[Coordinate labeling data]
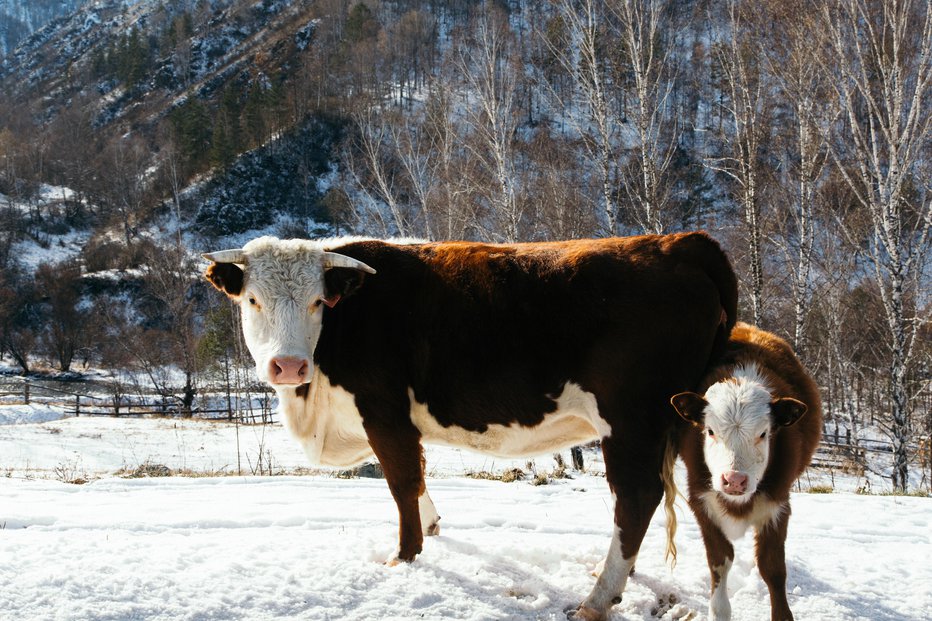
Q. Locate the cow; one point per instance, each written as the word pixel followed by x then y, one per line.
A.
pixel 375 347
pixel 751 435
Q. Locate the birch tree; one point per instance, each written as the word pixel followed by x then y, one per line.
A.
pixel 489 67
pixel 579 51
pixel 791 59
pixel 744 108
pixel 878 58
pixel 642 27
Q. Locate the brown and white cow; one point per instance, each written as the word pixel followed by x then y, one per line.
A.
pixel 375 348
pixel 753 433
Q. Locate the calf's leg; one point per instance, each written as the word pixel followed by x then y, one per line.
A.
pixel 771 562
pixel 720 554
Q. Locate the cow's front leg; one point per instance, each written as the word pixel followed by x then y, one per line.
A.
pixel 633 475
pixel 398 448
pixel 771 562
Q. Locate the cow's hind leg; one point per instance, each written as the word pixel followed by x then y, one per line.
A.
pixel 399 450
pixel 430 519
pixel 633 474
pixel 771 562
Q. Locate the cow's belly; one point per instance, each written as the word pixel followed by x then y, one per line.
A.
pixel 326 423
pixel 575 421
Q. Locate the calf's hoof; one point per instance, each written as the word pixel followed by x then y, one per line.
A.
pixel 585 613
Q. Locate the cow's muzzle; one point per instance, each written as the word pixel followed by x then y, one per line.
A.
pixel 289 370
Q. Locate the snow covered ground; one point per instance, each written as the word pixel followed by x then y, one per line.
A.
pixel 311 547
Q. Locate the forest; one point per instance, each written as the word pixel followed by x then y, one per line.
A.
pixel 797 132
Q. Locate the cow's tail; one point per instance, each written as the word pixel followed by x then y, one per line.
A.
pixel 670 493
pixel 720 271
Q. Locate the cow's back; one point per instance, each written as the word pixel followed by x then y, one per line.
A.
pixel 491 334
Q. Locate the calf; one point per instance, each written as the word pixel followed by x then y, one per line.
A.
pixel 747 443
pixel 375 348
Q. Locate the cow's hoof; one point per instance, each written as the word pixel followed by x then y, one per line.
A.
pixel 395 561
pixel 585 613
pixel 400 559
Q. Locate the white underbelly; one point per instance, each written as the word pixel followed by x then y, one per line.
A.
pixel 575 421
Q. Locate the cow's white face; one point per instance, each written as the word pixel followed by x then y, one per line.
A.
pixel 281 289
pixel 737 428
pixel 737 417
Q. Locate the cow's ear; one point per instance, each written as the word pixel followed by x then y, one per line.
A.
pixel 690 406
pixel 228 277
pixel 341 282
pixel 787 411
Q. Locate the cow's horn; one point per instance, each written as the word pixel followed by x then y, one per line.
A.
pixel 226 256
pixel 333 259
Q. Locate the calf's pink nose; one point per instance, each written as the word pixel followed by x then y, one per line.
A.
pixel 288 370
pixel 734 482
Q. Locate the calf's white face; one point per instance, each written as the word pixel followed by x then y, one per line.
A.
pixel 738 416
pixel 281 288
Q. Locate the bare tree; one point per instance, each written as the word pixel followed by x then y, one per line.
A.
pixel 744 106
pixel 375 175
pixel 577 47
pixel 642 27
pixel 878 58
pixel 786 46
pixel 489 67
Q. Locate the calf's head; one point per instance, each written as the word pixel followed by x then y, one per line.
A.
pixel 738 418
pixel 281 287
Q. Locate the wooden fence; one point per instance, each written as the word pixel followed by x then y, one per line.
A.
pixel 77 404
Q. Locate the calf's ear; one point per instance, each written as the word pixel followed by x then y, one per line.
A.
pixel 227 277
pixel 690 406
pixel 786 411
pixel 341 282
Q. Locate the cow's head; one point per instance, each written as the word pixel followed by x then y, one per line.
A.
pixel 281 287
pixel 738 418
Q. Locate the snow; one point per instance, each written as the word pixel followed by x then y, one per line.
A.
pixel 313 546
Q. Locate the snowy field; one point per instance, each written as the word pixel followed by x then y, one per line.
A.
pixel 311 547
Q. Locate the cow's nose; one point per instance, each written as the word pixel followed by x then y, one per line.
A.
pixel 735 483
pixel 288 370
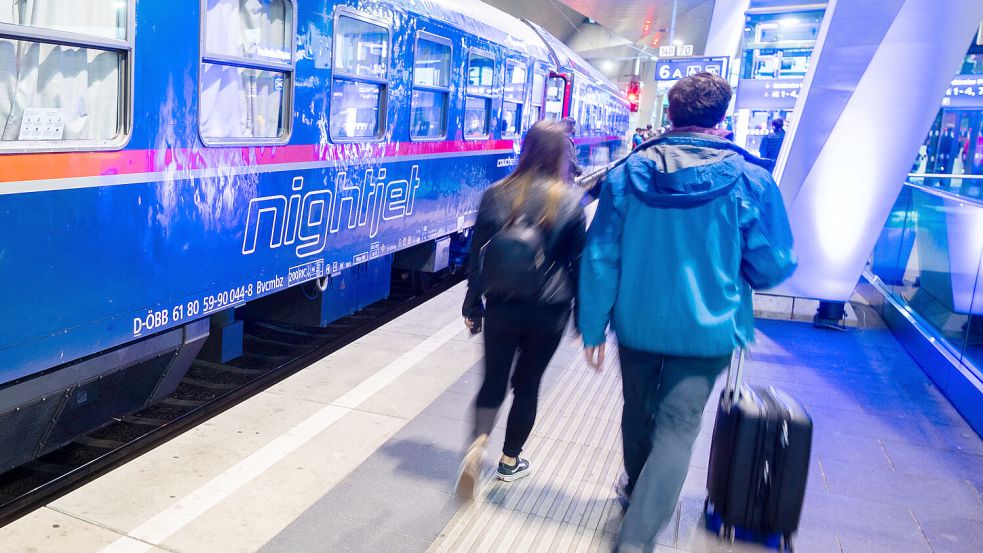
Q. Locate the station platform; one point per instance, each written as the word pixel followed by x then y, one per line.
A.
pixel 359 452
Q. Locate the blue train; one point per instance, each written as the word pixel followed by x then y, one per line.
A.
pixel 166 167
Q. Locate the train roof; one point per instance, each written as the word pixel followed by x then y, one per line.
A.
pixel 567 58
pixel 486 21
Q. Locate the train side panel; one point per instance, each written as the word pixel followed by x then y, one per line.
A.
pixel 175 231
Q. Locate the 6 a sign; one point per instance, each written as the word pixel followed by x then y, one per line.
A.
pixel 678 68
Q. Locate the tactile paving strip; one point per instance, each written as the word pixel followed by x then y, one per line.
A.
pixel 568 503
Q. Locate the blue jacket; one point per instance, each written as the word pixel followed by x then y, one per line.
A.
pixel 684 229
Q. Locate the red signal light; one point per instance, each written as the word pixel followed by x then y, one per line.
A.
pixel 634 94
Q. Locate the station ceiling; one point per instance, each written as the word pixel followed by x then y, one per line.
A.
pixel 638 26
pixel 647 23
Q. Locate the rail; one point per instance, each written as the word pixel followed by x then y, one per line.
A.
pixel 945 194
pixel 272 353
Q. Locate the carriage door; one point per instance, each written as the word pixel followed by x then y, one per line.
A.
pixel 557 96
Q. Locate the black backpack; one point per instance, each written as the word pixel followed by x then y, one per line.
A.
pixel 513 262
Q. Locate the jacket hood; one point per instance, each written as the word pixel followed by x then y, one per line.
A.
pixel 687 169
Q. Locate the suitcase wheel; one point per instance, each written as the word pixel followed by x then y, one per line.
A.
pixel 786 543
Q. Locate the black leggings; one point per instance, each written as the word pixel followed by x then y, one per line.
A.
pixel 534 332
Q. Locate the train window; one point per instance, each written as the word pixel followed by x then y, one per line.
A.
pixel 246 71
pixel 481 74
pixel 476 117
pixel 481 85
pixel 535 111
pixel 98 18
pixel 361 48
pixel 515 81
pixel 67 75
pixel 431 88
pixel 511 114
pixel 555 91
pixel 358 92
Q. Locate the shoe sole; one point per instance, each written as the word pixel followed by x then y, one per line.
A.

*Exercise*: Please convert every line of the records above into a numbered list, skipping any blank lines and leaving the pictures out of your answer.

*Task response*:
1. Q. Locate the cow; one point per instance, each written as the word pixel followed by x then y, one per line.
2. A.
3. pixel 375 347
4. pixel 751 435
5. Q. Locate the birch tree; one point per instance, each written as the word pixel followed by x then y, one per line.
6. A.
7. pixel 489 67
8. pixel 579 51
9. pixel 791 59
10. pixel 744 108
11. pixel 878 58
12. pixel 642 27
13. Q. Locate the brown and white cow; one point per instance, each written as the word pixel followed by x then y, one per line.
14. A.
15. pixel 375 348
16. pixel 753 433
17. Q. Locate the calf's leg; one point per instance, each written as the word pixel followed by x then y, one per line.
18. A.
19. pixel 771 562
20. pixel 720 554
21. Q. Locate the cow's front leg; one point per instance, each written as the word pixel followed by x then y, one per line.
22. A.
23. pixel 633 475
24. pixel 398 448
25. pixel 771 562
26. Q. Locate the cow's hind leg; one point per instance, each written as the word pixel followed by x then y, one per line.
27. A.
28. pixel 399 450
29. pixel 430 519
30. pixel 633 474
31. pixel 771 562
32. Q. Locate the cow's belly; one point per instance, each written as the word pixel followed by x then y, one per line.
33. A.
34. pixel 326 423
35. pixel 575 421
36. Q. Locate the calf's hoof; one point per instance, each written as the word pixel followed by x then y, one per line.
37. A.
38. pixel 585 613
39. Q. Locate the cow's muzzle; one point per instance, each written as the word pixel followed by x then y, one per line.
40. A.
41. pixel 289 370
42. Q. Locate the snow covered ground; one point per instance, each written as the word pixel followed by x then y, one per line.
43. A.
44. pixel 311 547
45. Q. Locate the forest; one point per instance, each written as the word pixel followed by x then y, one per line.
46. A.
47. pixel 797 132
48. Q. Locate the cow's tail; one point per instance, each written as the word pixel followed by x then y, one per line.
49. A.
50. pixel 670 493
51. pixel 720 271
52. Q. Locate the cow's back; one point per instance, each written as the word pixel followed by x then y, one per line.
53. A.
54. pixel 491 334
55. Q. Locate the calf; one point per instance, each written as the word pixel followed by x then y, one per line.
56. A.
57. pixel 747 443
58. pixel 375 348
59. Q. Locate the cow's hoof; one point per instance, each written as the word pixel followed by x then y, one per line.
60. A.
61. pixel 395 561
62. pixel 585 613
63. pixel 400 559
64. Q. Locate the white underbelly; one point per instance, each written as the word pixel followed by x then y, one per line.
65. A.
66. pixel 575 421
67. Q. Locate the cow's white face; one point per instance, each written as the word pixel followed by x then y, one per line.
68. A.
69. pixel 281 289
70. pixel 737 428
71. pixel 737 417
72. Q. Locate the cow's ear; one point per instance, each written as the word pixel followed by x then y, one per line.
73. A.
74. pixel 690 406
75. pixel 228 277
76. pixel 341 282
77. pixel 787 411
78. Q. Locate the cow's horn; one point per instance, each written as the word pixel followed by x then y, one per line.
79. A.
80. pixel 226 256
81. pixel 333 259
82. Q. Locate the calf's pink nose; one point per instance, each written as the word pixel followed by x then y, one per line.
83. A.
84. pixel 288 370
85. pixel 734 482
86. Q. Locate the calf's white face; one point per instance, each written as the word pixel followed by x then y, one per line.
87. A.
88. pixel 738 416
89. pixel 281 288
90. Q. Locate the bare tree; one point per instance, each written as the word pixel followed by x then y, one per line.
91. A.
92. pixel 744 106
93. pixel 375 175
94. pixel 577 47
95. pixel 642 27
96. pixel 878 58
97. pixel 786 46
98. pixel 489 67
99. Q. Locate the calf's head; one point per instance, each written as the word pixel followed by x then y, one per line.
100. A.
101. pixel 738 418
102. pixel 281 287
103. Q. Locate the wooden fence; one point per instance, each written as the word pixel followed by x then y, one per line.
104. A.
105. pixel 77 404
106. Q. Locate the calf's ear; one point per instance, each written as the word pixel followed by x then y, one per line.
107. A.
108. pixel 227 277
109. pixel 690 406
110. pixel 786 411
111. pixel 341 282
112. Q. Locate the cow's head; one point per instance, each written as the word pixel followed by x then y, one per line.
113. A.
114. pixel 281 287
115. pixel 738 418
116. Q. Locate the snow; one point per instance, each written as the word pixel followed by x then y, one per line.
117. A.
118. pixel 313 546
119. Q. Locate the snowy field; one point per instance, each written as the word pixel followed by x then y, one per line.
120. A.
121. pixel 311 547
122. Q. Locate the cow's nose; one point per instance, each written as the word pixel followed by x then y, one per line.
123. A.
124. pixel 735 483
125. pixel 288 370
126. Q. Locate the station platform; one point per instance, each written as the word pixel followed by x then y, one per line.
127. A.
128. pixel 359 452
129. Q. Locate the blue train; one point per instance, each written as the word pixel followed by x then y, one per line.
130. A.
131. pixel 166 167
132. Q. Locate the train roof; one point per instance, each written as the word pixel followed by x then y, one per line.
133. A.
134. pixel 567 58
135. pixel 486 21
136. Q. Locate the train side panel; one point per instance, each written as the word pixel followed by x then y, one per line.
137. A.
138. pixel 175 231
139. Q. Locate the 6 a sign; one point per instance, each written as the word pixel followed by x then y, one per line.
140. A.
141. pixel 678 68
142. Q. Locate the tactile paving strip; one point per instance, each written as the word pixel followed by x then y, one per line.
143. A.
144. pixel 568 503
145. Q. Locate the blue jacket; one point per instance, each written as the word pixel followed by x then y, one per line.
146. A.
147. pixel 684 229
148. Q. Locate the red signal light; one point per instance, each written as the word pixel followed by x then y, one per line.
149. A.
150. pixel 634 94
151. Q. Locate the station ceiling; one point per instance, each written as the word pixel followed by x then y, one per line.
152. A.
153. pixel 638 26
154. pixel 647 23
155. Q. Locate the rail; one point per instance, each written as the word pixel followed by x then y, one per line.
156. A.
157. pixel 945 194
158. pixel 272 353
159. Q. Locate the carriage door; one point per instance, each written as the word pixel followed by x then y, one per line.
160. A.
161. pixel 557 96
162. Q. Locate the black backpack; one point per instance, each written as the word pixel followed by x then y, one per line.
163. A.
164. pixel 513 262
165. Q. Locate the jacket hood; one point per instance, each written as the word pixel followed by x then y, one per line.
166. A.
167. pixel 687 169
168. Q. Locate the suitcase wheel; one point per instance, each written as the word pixel followed by x then y, one per line.
169. A.
170. pixel 786 543
171. Q. Locate the black leggings; one point per instance, each written as the word pixel followed by x then y, one per line.
172. A.
173. pixel 534 332
174. Q. Locate the train window; one point per instance, each written as the word pixel followed by x then y, one per line.
175. A.
176. pixel 246 71
177. pixel 481 74
178. pixel 476 117
179. pixel 481 85
180. pixel 535 111
181. pixel 98 18
182. pixel 361 48
183. pixel 515 81
184. pixel 67 75
185. pixel 431 88
186. pixel 511 114
187. pixel 555 91
188. pixel 358 92
189. Q. Locate the shoe sole; one point per instance, each written as the word pixel followed by x then y, one per line.
190. A.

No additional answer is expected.